_Görev 1:_
Petrol fiyatları metnine göre aşağıdaki soruları kısaca cevaplayın:
(a) Rusya petrol fiyatlarını speküle ederken neyi kullandı?
(b) Cullen Hendrix imzalı çalışma hangi yıllar arasında kaç ülkeyi inceledi?
(c) Kırım'ın ilhakından sonra ABD, Rusya'nın petro-dolar kartını neye dönüştürdü?
_Görev 2:_ Petrol fiyatları metnini son cümlesinden sonra birkaç cümleyle sürdürün.

_Kaynak metin:_
* * *

İçinde “Güvenlik” veya “Devlet Güvenliği” geçen her türlü analiz bu soruların cevaplanmasını gerekli kılar. Rusya’nın fosil yakıtlara aşırı bağımlı ekonomik yapısının zaman zaman saldırgan politikalara eşlik edebildiğini biliyoruz. Rusya sert gücünün ona verdiği hareket kabiliyetini kullanarak petrol fiyatlarını daha önce speküle etmek istedi ve bunda da başarılı oldu.

Peterson Institute for International Economics’in 2014’te yaptığı Cullen Hendrix imzalı çalışma da bu tezi doğrulayan kanıtlar sunuyor. Çalışmada, 1947-2001 yılları arasında 153 ülkede petrol fiyatları ile devletlerarası çatışma davranışlarının arasındaki ilişki incelendiğinde, yüksek petrol fiyatlarının net petrol ihracatçısı ülkelerin liderlerini daha saldırgan dış politika izlemeye teşvik ettiği tespit ediliyor. Petrol fiyatlarının çatışma sürecinde etkin bir parametre olarak dikkatle izlenmesi gerektiği de belirtiliyor.

ABD’nin Kırım’dan sonra değişen politikası

Ne var ki, Rusya’nın cüretkârca kullandığı petro-dolar kartını ABD, Kırım’ın ilhakından sonra adeta bir petro-bumeranga dönüştürdü.

* * *

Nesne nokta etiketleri
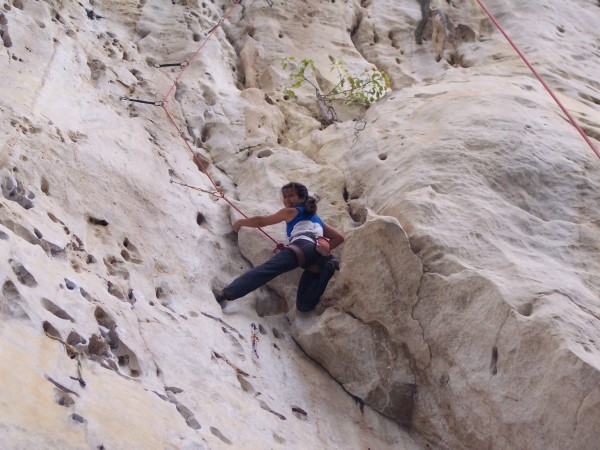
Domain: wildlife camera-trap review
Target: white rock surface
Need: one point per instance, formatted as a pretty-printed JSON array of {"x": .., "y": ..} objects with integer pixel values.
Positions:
[{"x": 466, "y": 313}]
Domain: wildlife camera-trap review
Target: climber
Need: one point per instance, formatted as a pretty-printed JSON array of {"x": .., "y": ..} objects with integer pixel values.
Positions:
[{"x": 304, "y": 230}]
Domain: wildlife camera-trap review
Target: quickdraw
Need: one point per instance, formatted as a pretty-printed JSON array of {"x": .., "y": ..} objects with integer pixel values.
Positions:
[{"x": 214, "y": 195}]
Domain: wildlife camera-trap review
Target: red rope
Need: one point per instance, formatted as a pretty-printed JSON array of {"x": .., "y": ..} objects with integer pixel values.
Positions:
[
  {"x": 558, "y": 102},
  {"x": 220, "y": 192}
]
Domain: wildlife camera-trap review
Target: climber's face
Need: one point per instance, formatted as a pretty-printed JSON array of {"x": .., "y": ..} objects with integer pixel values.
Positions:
[{"x": 290, "y": 198}]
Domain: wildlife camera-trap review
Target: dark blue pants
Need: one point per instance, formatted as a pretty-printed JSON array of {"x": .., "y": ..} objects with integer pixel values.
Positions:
[{"x": 311, "y": 286}]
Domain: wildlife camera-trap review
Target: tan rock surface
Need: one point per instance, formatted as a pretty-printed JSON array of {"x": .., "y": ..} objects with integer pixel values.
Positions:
[{"x": 467, "y": 307}]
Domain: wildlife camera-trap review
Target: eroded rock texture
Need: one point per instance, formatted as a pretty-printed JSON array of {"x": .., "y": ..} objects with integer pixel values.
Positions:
[{"x": 466, "y": 312}]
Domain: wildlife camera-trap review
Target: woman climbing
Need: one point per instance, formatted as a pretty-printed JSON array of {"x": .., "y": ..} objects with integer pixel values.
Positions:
[{"x": 303, "y": 229}]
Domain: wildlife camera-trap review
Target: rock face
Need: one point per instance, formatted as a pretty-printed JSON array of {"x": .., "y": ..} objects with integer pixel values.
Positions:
[{"x": 466, "y": 313}]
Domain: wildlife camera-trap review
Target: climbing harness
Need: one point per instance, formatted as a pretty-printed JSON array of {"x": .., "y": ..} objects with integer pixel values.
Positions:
[
  {"x": 254, "y": 339},
  {"x": 72, "y": 353},
  {"x": 540, "y": 79}
]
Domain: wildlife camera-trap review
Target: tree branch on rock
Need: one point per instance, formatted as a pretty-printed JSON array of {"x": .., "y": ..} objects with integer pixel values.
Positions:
[{"x": 363, "y": 89}]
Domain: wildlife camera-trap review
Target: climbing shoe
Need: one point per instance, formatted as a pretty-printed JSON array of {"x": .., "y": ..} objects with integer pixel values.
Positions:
[{"x": 220, "y": 296}]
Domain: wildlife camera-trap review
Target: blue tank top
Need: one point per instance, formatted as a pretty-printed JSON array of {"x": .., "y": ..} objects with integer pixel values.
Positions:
[{"x": 303, "y": 226}]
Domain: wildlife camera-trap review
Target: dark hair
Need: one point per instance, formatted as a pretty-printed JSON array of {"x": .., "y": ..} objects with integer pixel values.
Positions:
[{"x": 309, "y": 203}]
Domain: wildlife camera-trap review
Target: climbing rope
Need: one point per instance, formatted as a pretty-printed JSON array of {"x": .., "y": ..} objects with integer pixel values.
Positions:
[
  {"x": 254, "y": 339},
  {"x": 73, "y": 353},
  {"x": 541, "y": 80},
  {"x": 218, "y": 193}
]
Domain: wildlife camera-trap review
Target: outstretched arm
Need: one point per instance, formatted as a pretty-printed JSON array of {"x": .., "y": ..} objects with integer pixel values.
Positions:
[
  {"x": 283, "y": 215},
  {"x": 335, "y": 237}
]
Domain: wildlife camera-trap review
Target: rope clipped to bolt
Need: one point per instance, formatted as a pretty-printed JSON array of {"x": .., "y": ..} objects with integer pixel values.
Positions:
[
  {"x": 218, "y": 193},
  {"x": 254, "y": 339}
]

* * *

_Cevap 1:_
(a) Sert gücünün ona verdiği hareket kabiliyetini.
(b) 1947-2001 yılları arasında 153 ülkeyi.
(c) Adeta bir petro-bumeranga.

_Cevap 2:_
ABD ve Suudi Arabistan’ın uyguladığı ters yönlü petro-dolar savaşında amaç, Rusya ve İran’ı düşük petrol fiyatları ile etkisiz hale getirerek, Suriye, Ukrayna ve Kırım meselesinde ellerini zayıflatmak. Zira ABD Başkanı Obama, ABD’nin taraf olduğu küresel sorunlarda Cumhuriyetçi geleneğin tersine, olabildiğince Amerikan askerlerinin hayatını riske atmadan yüksek askeri teknolojiden, istihbarattan ve çokça finansal ve ekonomik zorlayıcı güç enstrümanlarından yararlanmayı tercih ediyor. Rusya ve İran’ın ABD politika ve çıkarları ile ters düşmeyecek kıvama getirilmesinde ise petro-dolar kartını kullanıyor.

Rusya kısa vadeli ve spekülatif hareketlerle petrol fiyatlarını artıracağını düşünürken, ABD 4 seneye yayılan uzun soluklu enerji stratejisi ile Rusya’yı ve İran’ı köşeye sıkıştırdı.

Sadece 4 sene önce, dünya petrol üretiminde 3. sırada olan ABD, petrol arzına müdahil olabilmek için önce kendisini ithal enerjiden bağımsızlaştırması gerektiğini biliyordu. Uzun zamandır bilinen kaya gazı teknolojilerinin geliştirilmesine büyük fonlar ayrıldı. Kısa sürede Amerikan enerji tüketimindeki dışa bağımlılık azaltıldı. ABD 5 yıl gibi kısa bir zamanda dünyanın en büyük petrol üreticisi konumuna yükseldi.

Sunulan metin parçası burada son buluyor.